** Start STORED ROWS **
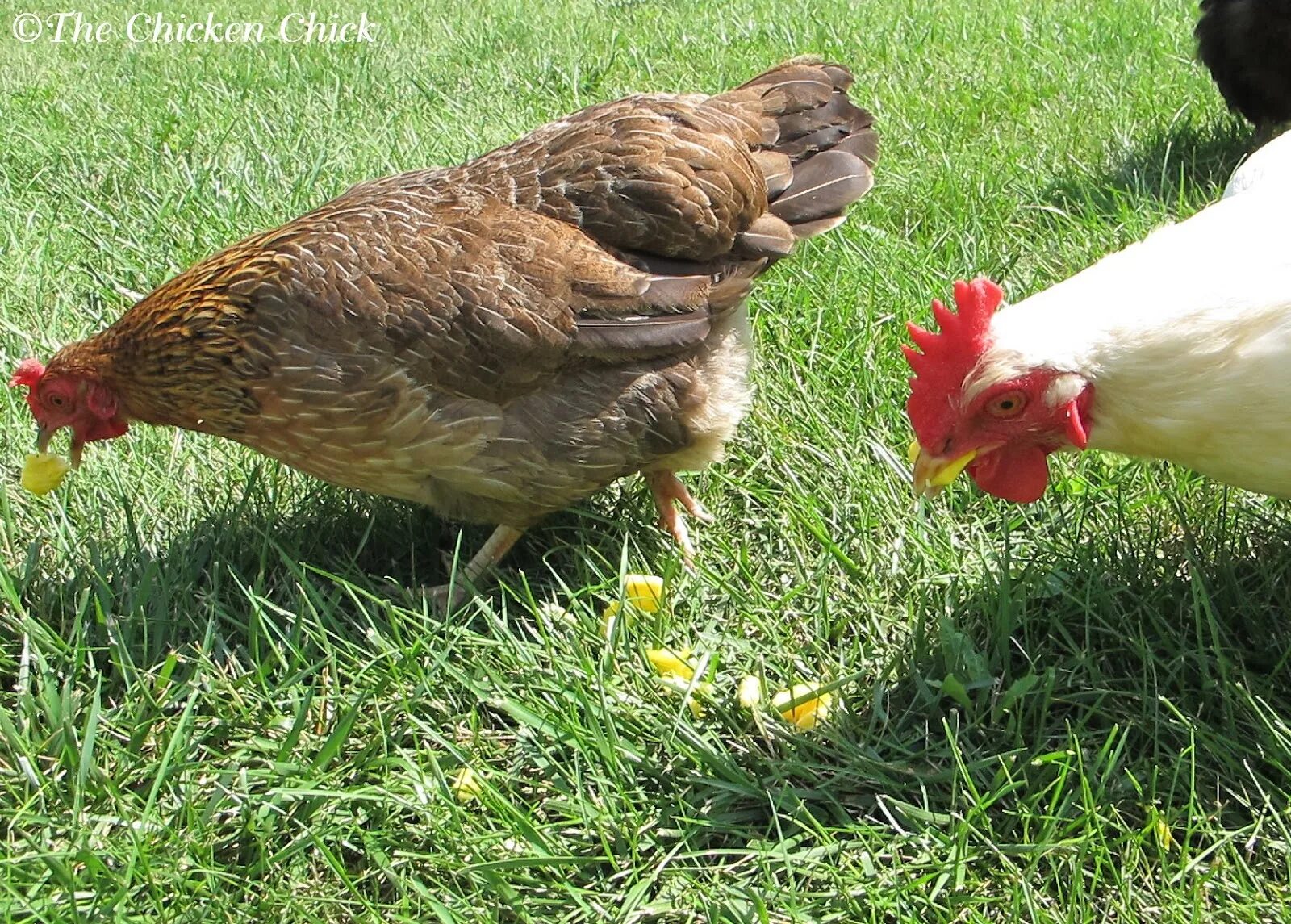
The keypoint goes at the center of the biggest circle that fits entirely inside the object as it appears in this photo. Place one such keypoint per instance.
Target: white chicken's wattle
(1178, 347)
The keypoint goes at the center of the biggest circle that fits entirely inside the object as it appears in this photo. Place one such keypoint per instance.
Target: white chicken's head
(985, 413)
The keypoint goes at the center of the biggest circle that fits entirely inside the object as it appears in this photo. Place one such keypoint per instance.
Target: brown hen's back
(501, 338)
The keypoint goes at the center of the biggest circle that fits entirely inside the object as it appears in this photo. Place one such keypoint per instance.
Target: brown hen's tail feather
(819, 148)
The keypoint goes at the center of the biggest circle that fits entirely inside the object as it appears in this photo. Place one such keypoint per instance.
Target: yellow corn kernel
(806, 714)
(669, 663)
(42, 473)
(643, 592)
(466, 785)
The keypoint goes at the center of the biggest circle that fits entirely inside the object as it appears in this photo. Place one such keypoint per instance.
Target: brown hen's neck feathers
(185, 353)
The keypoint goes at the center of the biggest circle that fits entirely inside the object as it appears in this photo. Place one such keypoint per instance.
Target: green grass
(223, 698)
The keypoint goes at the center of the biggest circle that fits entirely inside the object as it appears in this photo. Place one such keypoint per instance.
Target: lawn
(223, 696)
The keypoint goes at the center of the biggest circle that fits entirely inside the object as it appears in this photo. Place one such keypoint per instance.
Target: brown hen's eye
(1010, 404)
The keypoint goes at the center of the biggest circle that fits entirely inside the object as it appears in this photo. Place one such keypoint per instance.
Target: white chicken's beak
(934, 473)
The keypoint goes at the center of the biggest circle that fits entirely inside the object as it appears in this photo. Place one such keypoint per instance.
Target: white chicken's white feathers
(1185, 336)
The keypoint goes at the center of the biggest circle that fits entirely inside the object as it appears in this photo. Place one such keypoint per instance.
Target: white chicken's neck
(1187, 341)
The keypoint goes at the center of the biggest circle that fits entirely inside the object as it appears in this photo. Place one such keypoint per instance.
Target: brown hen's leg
(669, 492)
(449, 596)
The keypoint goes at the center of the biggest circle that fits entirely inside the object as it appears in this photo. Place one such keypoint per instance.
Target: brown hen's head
(70, 395)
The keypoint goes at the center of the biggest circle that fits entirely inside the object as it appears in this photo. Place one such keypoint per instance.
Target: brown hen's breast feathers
(503, 337)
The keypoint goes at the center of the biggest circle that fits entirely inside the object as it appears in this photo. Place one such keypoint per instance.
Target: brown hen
(503, 338)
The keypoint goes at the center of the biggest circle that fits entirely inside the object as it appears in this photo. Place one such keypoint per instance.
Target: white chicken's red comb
(948, 357)
(29, 372)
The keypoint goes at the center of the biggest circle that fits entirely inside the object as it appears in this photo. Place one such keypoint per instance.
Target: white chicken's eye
(1010, 404)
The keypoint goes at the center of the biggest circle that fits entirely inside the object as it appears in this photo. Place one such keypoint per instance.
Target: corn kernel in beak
(42, 473)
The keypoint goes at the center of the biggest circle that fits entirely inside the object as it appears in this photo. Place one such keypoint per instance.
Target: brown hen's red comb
(29, 372)
(948, 357)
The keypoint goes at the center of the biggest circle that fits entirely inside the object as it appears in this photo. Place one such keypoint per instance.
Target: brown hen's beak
(934, 473)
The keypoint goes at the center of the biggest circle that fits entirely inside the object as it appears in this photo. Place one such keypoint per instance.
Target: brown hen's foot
(669, 492)
(449, 596)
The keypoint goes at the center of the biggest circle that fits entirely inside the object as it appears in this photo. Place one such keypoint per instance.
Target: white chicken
(1178, 347)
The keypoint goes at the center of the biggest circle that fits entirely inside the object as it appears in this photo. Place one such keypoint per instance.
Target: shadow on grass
(1172, 164)
(1121, 682)
(249, 555)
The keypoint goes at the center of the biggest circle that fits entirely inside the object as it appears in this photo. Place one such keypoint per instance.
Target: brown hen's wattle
(503, 338)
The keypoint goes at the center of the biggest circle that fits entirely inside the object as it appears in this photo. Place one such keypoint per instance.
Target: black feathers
(1246, 45)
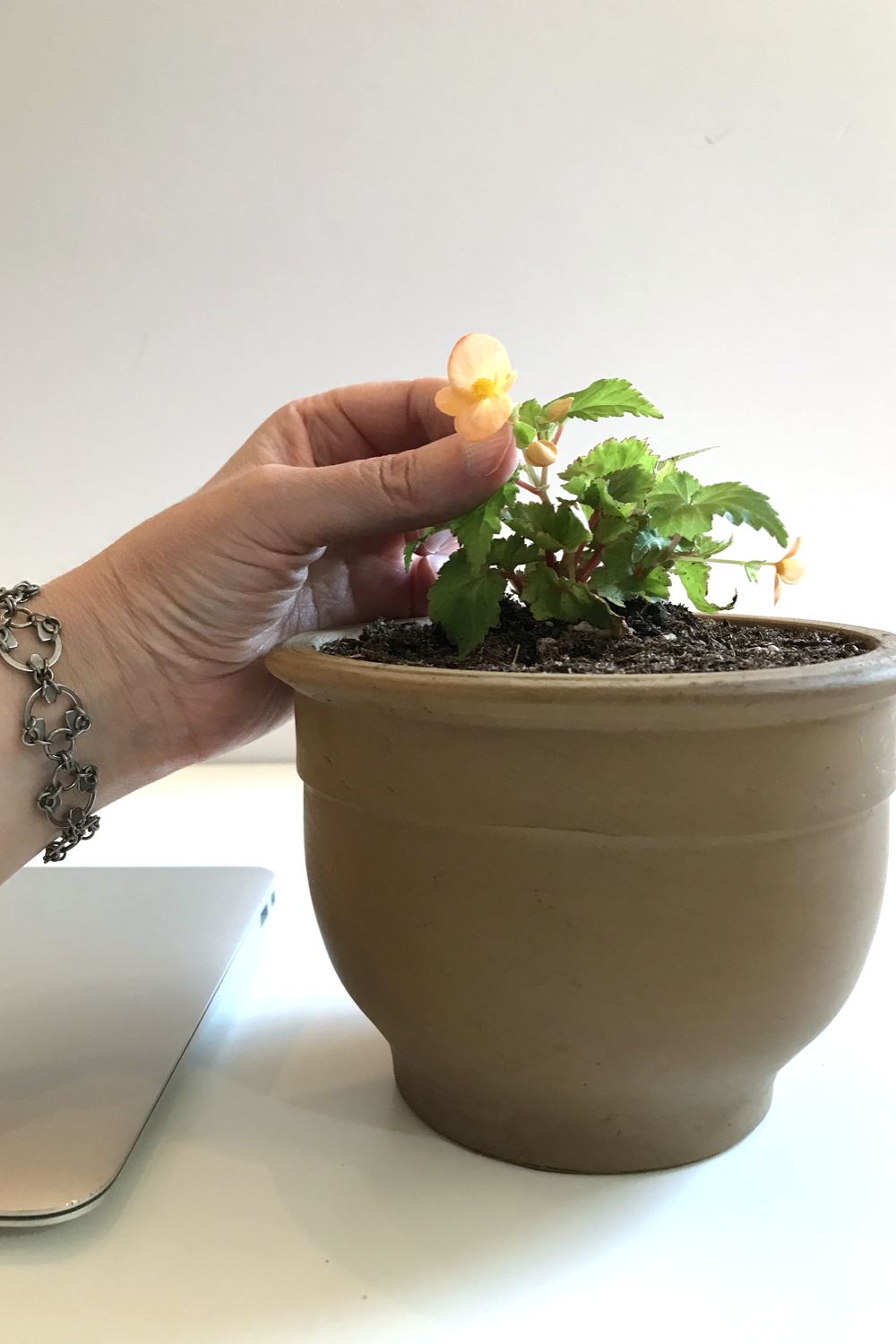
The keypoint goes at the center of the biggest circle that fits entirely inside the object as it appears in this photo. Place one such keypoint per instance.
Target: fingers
(298, 510)
(343, 425)
(374, 418)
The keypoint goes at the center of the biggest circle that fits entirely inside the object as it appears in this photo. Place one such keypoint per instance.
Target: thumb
(398, 492)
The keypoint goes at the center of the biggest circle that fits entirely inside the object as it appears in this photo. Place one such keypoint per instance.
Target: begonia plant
(624, 523)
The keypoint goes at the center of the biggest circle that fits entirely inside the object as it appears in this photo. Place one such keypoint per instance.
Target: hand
(303, 529)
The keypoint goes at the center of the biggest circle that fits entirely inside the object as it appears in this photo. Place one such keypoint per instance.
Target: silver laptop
(105, 973)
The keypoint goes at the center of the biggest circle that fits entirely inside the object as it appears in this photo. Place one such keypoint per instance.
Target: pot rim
(638, 699)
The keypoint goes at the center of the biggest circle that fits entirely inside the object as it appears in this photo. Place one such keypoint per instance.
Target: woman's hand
(303, 529)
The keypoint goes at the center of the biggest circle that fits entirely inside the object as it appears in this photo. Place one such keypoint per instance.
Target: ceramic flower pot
(594, 916)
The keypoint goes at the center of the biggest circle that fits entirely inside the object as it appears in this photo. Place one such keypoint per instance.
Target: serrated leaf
(522, 435)
(708, 546)
(595, 494)
(676, 505)
(654, 585)
(610, 397)
(530, 413)
(466, 602)
(554, 599)
(694, 580)
(474, 530)
(646, 543)
(743, 505)
(614, 454)
(549, 529)
(410, 547)
(610, 527)
(506, 553)
(630, 484)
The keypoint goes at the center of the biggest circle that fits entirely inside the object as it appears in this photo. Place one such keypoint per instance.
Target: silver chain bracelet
(80, 822)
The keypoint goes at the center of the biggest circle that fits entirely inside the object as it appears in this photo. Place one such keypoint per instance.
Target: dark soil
(665, 639)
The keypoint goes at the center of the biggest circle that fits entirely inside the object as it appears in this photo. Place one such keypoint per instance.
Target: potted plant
(594, 911)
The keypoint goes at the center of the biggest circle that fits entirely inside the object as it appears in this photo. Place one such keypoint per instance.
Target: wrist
(137, 734)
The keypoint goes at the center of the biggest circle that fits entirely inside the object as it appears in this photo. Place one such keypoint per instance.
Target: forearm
** End STORED ROWS **
- **WHAT IS BEING ASKED**
Gather every line of the entries above that contains the word "grass", matching case exactly.

- **ANSWER FOR THE TASK**
Target: green grass
Target: shadow on grass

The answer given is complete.